== DATA FOR THE TASK

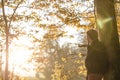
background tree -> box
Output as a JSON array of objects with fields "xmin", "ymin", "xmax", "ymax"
[{"xmin": 95, "ymin": 0, "xmax": 120, "ymax": 80}]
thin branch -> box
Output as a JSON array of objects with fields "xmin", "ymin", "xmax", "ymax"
[
  {"xmin": 1, "ymin": 0, "xmax": 7, "ymax": 27},
  {"xmin": 9, "ymin": 0, "xmax": 23, "ymax": 28}
]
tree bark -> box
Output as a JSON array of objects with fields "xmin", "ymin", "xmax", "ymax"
[
  {"xmin": 1, "ymin": 0, "xmax": 9, "ymax": 80},
  {"xmin": 94, "ymin": 0, "xmax": 120, "ymax": 80}
]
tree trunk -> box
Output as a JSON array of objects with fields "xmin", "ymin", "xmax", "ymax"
[{"xmin": 94, "ymin": 0, "xmax": 120, "ymax": 80}]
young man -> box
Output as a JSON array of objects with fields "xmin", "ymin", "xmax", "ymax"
[{"xmin": 85, "ymin": 29, "xmax": 109, "ymax": 80}]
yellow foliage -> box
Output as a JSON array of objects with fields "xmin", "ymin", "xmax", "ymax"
[{"xmin": 61, "ymin": 57, "xmax": 67, "ymax": 63}]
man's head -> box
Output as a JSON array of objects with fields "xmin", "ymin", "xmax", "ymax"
[{"xmin": 87, "ymin": 29, "xmax": 98, "ymax": 40}]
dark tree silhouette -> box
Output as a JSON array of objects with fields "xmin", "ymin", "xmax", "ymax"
[{"xmin": 94, "ymin": 0, "xmax": 120, "ymax": 80}]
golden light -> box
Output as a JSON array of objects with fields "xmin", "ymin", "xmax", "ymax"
[
  {"xmin": 9, "ymin": 36, "xmax": 35, "ymax": 76},
  {"xmin": 97, "ymin": 17, "xmax": 112, "ymax": 29}
]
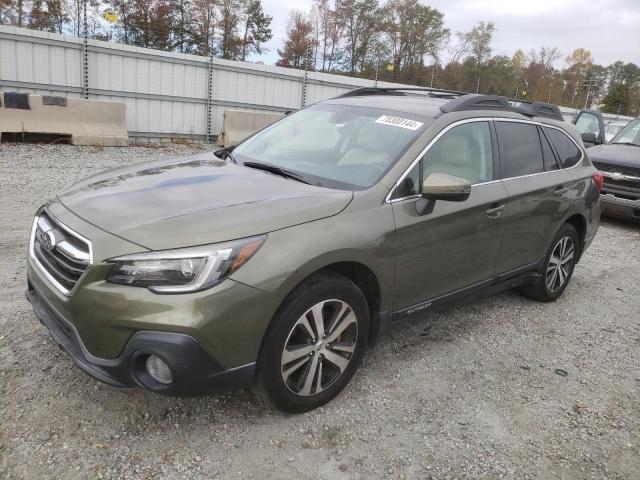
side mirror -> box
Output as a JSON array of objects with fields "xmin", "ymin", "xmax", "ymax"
[
  {"xmin": 422, "ymin": 173, "xmax": 471, "ymax": 202},
  {"xmin": 580, "ymin": 133, "xmax": 602, "ymax": 145},
  {"xmin": 416, "ymin": 173, "xmax": 471, "ymax": 215}
]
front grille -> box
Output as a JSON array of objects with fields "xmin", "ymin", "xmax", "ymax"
[
  {"xmin": 31, "ymin": 212, "xmax": 91, "ymax": 293},
  {"xmin": 593, "ymin": 162, "xmax": 640, "ymax": 178}
]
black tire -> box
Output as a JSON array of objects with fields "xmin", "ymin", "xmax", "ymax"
[
  {"xmin": 520, "ymin": 223, "xmax": 580, "ymax": 302},
  {"xmin": 256, "ymin": 272, "xmax": 370, "ymax": 413}
]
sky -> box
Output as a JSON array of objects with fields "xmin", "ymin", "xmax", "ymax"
[{"xmin": 260, "ymin": 0, "xmax": 640, "ymax": 68}]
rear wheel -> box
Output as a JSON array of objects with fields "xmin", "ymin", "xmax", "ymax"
[
  {"xmin": 521, "ymin": 223, "xmax": 580, "ymax": 302},
  {"xmin": 258, "ymin": 273, "xmax": 369, "ymax": 412}
]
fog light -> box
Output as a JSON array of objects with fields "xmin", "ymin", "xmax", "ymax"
[{"xmin": 147, "ymin": 355, "xmax": 173, "ymax": 385}]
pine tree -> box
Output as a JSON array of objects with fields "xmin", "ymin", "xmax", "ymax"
[{"xmin": 240, "ymin": 0, "xmax": 273, "ymax": 61}]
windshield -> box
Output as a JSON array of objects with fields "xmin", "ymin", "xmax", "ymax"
[
  {"xmin": 233, "ymin": 103, "xmax": 432, "ymax": 190},
  {"xmin": 611, "ymin": 118, "xmax": 640, "ymax": 145}
]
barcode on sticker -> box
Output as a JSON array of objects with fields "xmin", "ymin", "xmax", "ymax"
[{"xmin": 376, "ymin": 115, "xmax": 424, "ymax": 130}]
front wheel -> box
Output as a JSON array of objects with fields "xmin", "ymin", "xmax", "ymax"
[
  {"xmin": 522, "ymin": 224, "xmax": 579, "ymax": 302},
  {"xmin": 258, "ymin": 273, "xmax": 369, "ymax": 413}
]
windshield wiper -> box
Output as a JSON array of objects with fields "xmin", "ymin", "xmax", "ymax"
[
  {"xmin": 213, "ymin": 145, "xmax": 238, "ymax": 163},
  {"xmin": 243, "ymin": 162, "xmax": 311, "ymax": 185}
]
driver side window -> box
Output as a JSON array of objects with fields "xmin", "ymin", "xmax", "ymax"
[{"xmin": 392, "ymin": 122, "xmax": 493, "ymax": 198}]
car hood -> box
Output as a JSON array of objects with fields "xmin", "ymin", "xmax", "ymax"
[
  {"xmin": 587, "ymin": 143, "xmax": 640, "ymax": 167},
  {"xmin": 58, "ymin": 153, "xmax": 353, "ymax": 250}
]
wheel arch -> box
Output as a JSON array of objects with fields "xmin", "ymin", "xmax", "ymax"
[{"xmin": 269, "ymin": 255, "xmax": 393, "ymax": 345}]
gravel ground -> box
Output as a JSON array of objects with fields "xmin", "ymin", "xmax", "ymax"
[{"xmin": 0, "ymin": 145, "xmax": 640, "ymax": 479}]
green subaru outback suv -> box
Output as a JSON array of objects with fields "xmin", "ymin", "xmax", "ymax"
[{"xmin": 27, "ymin": 89, "xmax": 602, "ymax": 412}]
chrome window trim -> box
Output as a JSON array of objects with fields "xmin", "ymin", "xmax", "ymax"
[
  {"xmin": 384, "ymin": 117, "xmax": 585, "ymax": 203},
  {"xmin": 29, "ymin": 210, "xmax": 93, "ymax": 297}
]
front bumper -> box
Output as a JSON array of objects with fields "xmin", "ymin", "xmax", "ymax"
[
  {"xmin": 26, "ymin": 283, "xmax": 255, "ymax": 395},
  {"xmin": 600, "ymin": 193, "xmax": 640, "ymax": 222}
]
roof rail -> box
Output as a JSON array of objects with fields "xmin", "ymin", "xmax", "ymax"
[
  {"xmin": 512, "ymin": 101, "xmax": 564, "ymax": 121},
  {"xmin": 336, "ymin": 87, "xmax": 466, "ymax": 99},
  {"xmin": 440, "ymin": 93, "xmax": 511, "ymax": 113}
]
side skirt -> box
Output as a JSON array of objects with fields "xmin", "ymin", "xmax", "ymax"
[{"xmin": 391, "ymin": 258, "xmax": 544, "ymax": 323}]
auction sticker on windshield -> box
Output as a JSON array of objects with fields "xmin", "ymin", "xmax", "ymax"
[{"xmin": 376, "ymin": 115, "xmax": 424, "ymax": 130}]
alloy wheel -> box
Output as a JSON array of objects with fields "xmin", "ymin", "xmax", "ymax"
[
  {"xmin": 546, "ymin": 236, "xmax": 575, "ymax": 293},
  {"xmin": 280, "ymin": 299, "xmax": 358, "ymax": 396}
]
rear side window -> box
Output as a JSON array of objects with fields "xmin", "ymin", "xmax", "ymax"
[
  {"xmin": 538, "ymin": 129, "xmax": 558, "ymax": 172},
  {"xmin": 544, "ymin": 127, "xmax": 582, "ymax": 168},
  {"xmin": 496, "ymin": 122, "xmax": 544, "ymax": 178}
]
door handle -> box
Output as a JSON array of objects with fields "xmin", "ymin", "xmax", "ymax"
[{"xmin": 484, "ymin": 203, "xmax": 507, "ymax": 218}]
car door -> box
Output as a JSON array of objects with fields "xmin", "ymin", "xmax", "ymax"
[
  {"xmin": 573, "ymin": 108, "xmax": 605, "ymax": 148},
  {"xmin": 495, "ymin": 120, "xmax": 575, "ymax": 274},
  {"xmin": 390, "ymin": 120, "xmax": 507, "ymax": 315}
]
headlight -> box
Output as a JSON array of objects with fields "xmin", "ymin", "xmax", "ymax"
[{"xmin": 107, "ymin": 235, "xmax": 267, "ymax": 293}]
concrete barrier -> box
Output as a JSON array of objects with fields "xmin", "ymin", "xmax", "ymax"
[
  {"xmin": 0, "ymin": 92, "xmax": 129, "ymax": 147},
  {"xmin": 218, "ymin": 110, "xmax": 283, "ymax": 146}
]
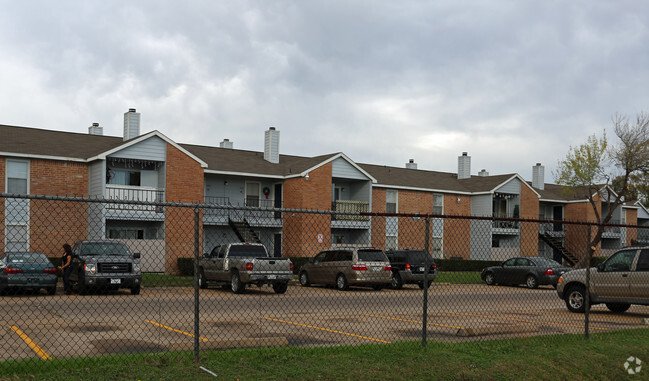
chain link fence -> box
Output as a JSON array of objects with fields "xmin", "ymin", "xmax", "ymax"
[{"xmin": 0, "ymin": 194, "xmax": 648, "ymax": 365}]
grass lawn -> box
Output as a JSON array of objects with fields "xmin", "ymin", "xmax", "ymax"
[{"xmin": 0, "ymin": 329, "xmax": 649, "ymax": 381}]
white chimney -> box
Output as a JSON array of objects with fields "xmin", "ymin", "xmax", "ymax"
[
  {"xmin": 219, "ymin": 139, "xmax": 234, "ymax": 149},
  {"xmin": 124, "ymin": 108, "xmax": 140, "ymax": 141},
  {"xmin": 88, "ymin": 123, "xmax": 104, "ymax": 135},
  {"xmin": 264, "ymin": 127, "xmax": 279, "ymax": 164},
  {"xmin": 532, "ymin": 163, "xmax": 545, "ymax": 190},
  {"xmin": 457, "ymin": 152, "xmax": 471, "ymax": 180}
]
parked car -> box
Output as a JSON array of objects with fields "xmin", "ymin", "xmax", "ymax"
[
  {"xmin": 557, "ymin": 247, "xmax": 649, "ymax": 313},
  {"xmin": 70, "ymin": 240, "xmax": 142, "ymax": 295},
  {"xmin": 0, "ymin": 252, "xmax": 58, "ymax": 295},
  {"xmin": 198, "ymin": 242, "xmax": 293, "ymax": 294},
  {"xmin": 385, "ymin": 250, "xmax": 437, "ymax": 290},
  {"xmin": 299, "ymin": 247, "xmax": 392, "ymax": 290},
  {"xmin": 482, "ymin": 257, "xmax": 570, "ymax": 288}
]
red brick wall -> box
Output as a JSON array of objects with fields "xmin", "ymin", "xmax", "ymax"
[
  {"xmin": 371, "ymin": 188, "xmax": 386, "ymax": 249},
  {"xmin": 520, "ymin": 184, "xmax": 539, "ymax": 257},
  {"xmin": 165, "ymin": 144, "xmax": 204, "ymax": 274},
  {"xmin": 282, "ymin": 163, "xmax": 332, "ymax": 257},
  {"xmin": 0, "ymin": 157, "xmax": 7, "ymax": 252},
  {"xmin": 29, "ymin": 159, "xmax": 89, "ymax": 257},
  {"xmin": 443, "ymin": 194, "xmax": 471, "ymax": 259}
]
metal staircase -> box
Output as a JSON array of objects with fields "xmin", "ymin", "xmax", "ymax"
[{"xmin": 539, "ymin": 232, "xmax": 579, "ymax": 266}]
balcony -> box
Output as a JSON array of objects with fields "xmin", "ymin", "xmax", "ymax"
[{"xmin": 104, "ymin": 184, "xmax": 165, "ymax": 213}]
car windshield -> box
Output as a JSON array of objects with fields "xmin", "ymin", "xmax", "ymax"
[
  {"xmin": 81, "ymin": 242, "xmax": 131, "ymax": 256},
  {"xmin": 358, "ymin": 250, "xmax": 388, "ymax": 262},
  {"xmin": 228, "ymin": 245, "xmax": 267, "ymax": 258},
  {"xmin": 534, "ymin": 258, "xmax": 563, "ymax": 267},
  {"xmin": 4, "ymin": 253, "xmax": 50, "ymax": 264}
]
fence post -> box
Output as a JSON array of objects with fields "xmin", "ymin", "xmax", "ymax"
[
  {"xmin": 584, "ymin": 224, "xmax": 592, "ymax": 340},
  {"xmin": 421, "ymin": 216, "xmax": 430, "ymax": 347},
  {"xmin": 194, "ymin": 206, "xmax": 200, "ymax": 362}
]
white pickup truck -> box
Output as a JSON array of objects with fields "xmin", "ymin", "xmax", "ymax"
[{"xmin": 198, "ymin": 242, "xmax": 293, "ymax": 294}]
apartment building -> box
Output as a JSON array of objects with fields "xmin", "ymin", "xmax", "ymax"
[{"xmin": 0, "ymin": 109, "xmax": 646, "ymax": 272}]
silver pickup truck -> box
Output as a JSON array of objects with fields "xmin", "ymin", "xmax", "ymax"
[
  {"xmin": 557, "ymin": 247, "xmax": 649, "ymax": 313},
  {"xmin": 198, "ymin": 243, "xmax": 293, "ymax": 294}
]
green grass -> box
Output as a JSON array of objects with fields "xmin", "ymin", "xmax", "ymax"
[
  {"xmin": 435, "ymin": 271, "xmax": 484, "ymax": 284},
  {"xmin": 0, "ymin": 329, "xmax": 649, "ymax": 381}
]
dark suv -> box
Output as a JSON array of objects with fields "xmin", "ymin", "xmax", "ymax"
[{"xmin": 385, "ymin": 250, "xmax": 437, "ymax": 290}]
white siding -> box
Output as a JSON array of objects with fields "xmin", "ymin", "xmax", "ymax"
[
  {"xmin": 331, "ymin": 158, "xmax": 369, "ymax": 180},
  {"xmin": 496, "ymin": 178, "xmax": 521, "ymax": 194},
  {"xmin": 110, "ymin": 136, "xmax": 167, "ymax": 161}
]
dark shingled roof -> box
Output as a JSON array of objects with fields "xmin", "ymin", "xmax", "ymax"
[
  {"xmin": 359, "ymin": 164, "xmax": 516, "ymax": 192},
  {"xmin": 0, "ymin": 125, "xmax": 124, "ymax": 160}
]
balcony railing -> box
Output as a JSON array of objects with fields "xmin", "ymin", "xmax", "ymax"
[
  {"xmin": 105, "ymin": 184, "xmax": 165, "ymax": 212},
  {"xmin": 331, "ymin": 200, "xmax": 370, "ymax": 221}
]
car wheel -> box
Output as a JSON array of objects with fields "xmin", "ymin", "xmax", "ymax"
[
  {"xmin": 300, "ymin": 271, "xmax": 311, "ymax": 287},
  {"xmin": 566, "ymin": 285, "xmax": 586, "ymax": 313},
  {"xmin": 230, "ymin": 271, "xmax": 246, "ymax": 294},
  {"xmin": 273, "ymin": 282, "xmax": 288, "ymax": 294},
  {"xmin": 390, "ymin": 271, "xmax": 403, "ymax": 290},
  {"xmin": 198, "ymin": 269, "xmax": 207, "ymax": 289},
  {"xmin": 336, "ymin": 274, "xmax": 349, "ymax": 291},
  {"xmin": 606, "ymin": 303, "xmax": 631, "ymax": 313}
]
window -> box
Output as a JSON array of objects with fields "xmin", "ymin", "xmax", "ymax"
[
  {"xmin": 385, "ymin": 190, "xmax": 397, "ymax": 213},
  {"xmin": 7, "ymin": 160, "xmax": 29, "ymax": 194},
  {"xmin": 246, "ymin": 182, "xmax": 260, "ymax": 207},
  {"xmin": 433, "ymin": 193, "xmax": 444, "ymax": 214}
]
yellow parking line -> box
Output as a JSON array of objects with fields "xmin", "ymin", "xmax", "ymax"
[
  {"xmin": 146, "ymin": 320, "xmax": 209, "ymax": 341},
  {"xmin": 10, "ymin": 325, "xmax": 52, "ymax": 360},
  {"xmin": 447, "ymin": 312, "xmax": 608, "ymax": 331},
  {"xmin": 262, "ymin": 317, "xmax": 391, "ymax": 344},
  {"xmin": 365, "ymin": 314, "xmax": 464, "ymax": 329}
]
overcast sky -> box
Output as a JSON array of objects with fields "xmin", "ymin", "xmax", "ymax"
[{"xmin": 0, "ymin": 0, "xmax": 649, "ymax": 182}]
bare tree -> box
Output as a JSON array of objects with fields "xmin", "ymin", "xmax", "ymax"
[{"xmin": 554, "ymin": 112, "xmax": 649, "ymax": 267}]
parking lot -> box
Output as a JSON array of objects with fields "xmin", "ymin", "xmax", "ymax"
[{"xmin": 0, "ymin": 283, "xmax": 649, "ymax": 360}]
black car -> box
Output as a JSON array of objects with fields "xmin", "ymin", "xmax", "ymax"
[
  {"xmin": 385, "ymin": 250, "xmax": 437, "ymax": 290},
  {"xmin": 482, "ymin": 257, "xmax": 571, "ymax": 288},
  {"xmin": 0, "ymin": 252, "xmax": 58, "ymax": 295}
]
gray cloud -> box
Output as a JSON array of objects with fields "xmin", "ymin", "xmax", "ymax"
[{"xmin": 0, "ymin": 0, "xmax": 649, "ymax": 179}]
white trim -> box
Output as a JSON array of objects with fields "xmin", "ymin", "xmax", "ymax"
[{"xmin": 86, "ymin": 130, "xmax": 207, "ymax": 168}]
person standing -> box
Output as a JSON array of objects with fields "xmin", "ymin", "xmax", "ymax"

====

REQUIREMENTS.
Reproduce verbatim every line of the data above, from the line that contains "parking lot -> box" through the last line of the data, with both ends included.

ANSWER.
parking lot -> box
Output as a JSON array of objects with fields "xmin", "ymin", "xmax", "ymax"
[{"xmin": 0, "ymin": 283, "xmax": 649, "ymax": 360}]
black car -> box
Output as a JSON array of objects with fields "xmin", "ymin", "xmax", "ymax"
[
  {"xmin": 385, "ymin": 250, "xmax": 437, "ymax": 290},
  {"xmin": 482, "ymin": 257, "xmax": 571, "ymax": 288},
  {"xmin": 0, "ymin": 252, "xmax": 58, "ymax": 295}
]
gray cloud -> box
Output as a JSON array of objects with fields "xmin", "ymin", "xmax", "ymax"
[{"xmin": 0, "ymin": 0, "xmax": 649, "ymax": 179}]
white trim -> box
Output as a JSON array of objects with fields "xmin", "ymin", "xmax", "ymax"
[{"xmin": 86, "ymin": 130, "xmax": 207, "ymax": 168}]
person standing -> box
Output as a JSON array of objects with fields "xmin", "ymin", "xmax", "ymax"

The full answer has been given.